- **What to do**
Transcribe every row below verbatim, leaving out the pictures.

- **Extracted material**
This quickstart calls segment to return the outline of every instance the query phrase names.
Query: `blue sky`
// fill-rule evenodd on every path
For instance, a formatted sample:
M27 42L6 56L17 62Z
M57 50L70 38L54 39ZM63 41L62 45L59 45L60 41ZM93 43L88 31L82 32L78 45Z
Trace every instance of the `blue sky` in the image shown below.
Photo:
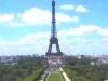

- **Result of the task**
This quickstart calls segment to return the outline of every instance the query phrase names.
Query: `blue sky`
// fill-rule evenodd on every path
For instance, a formatted sample:
M27 42L6 56L17 62Z
M57 50L70 38L54 39ZM63 41L62 45L59 45L60 41ZM93 43L88 31L82 32L78 45Z
Trace every instance of the `blue sky` in the image shown below.
Photo:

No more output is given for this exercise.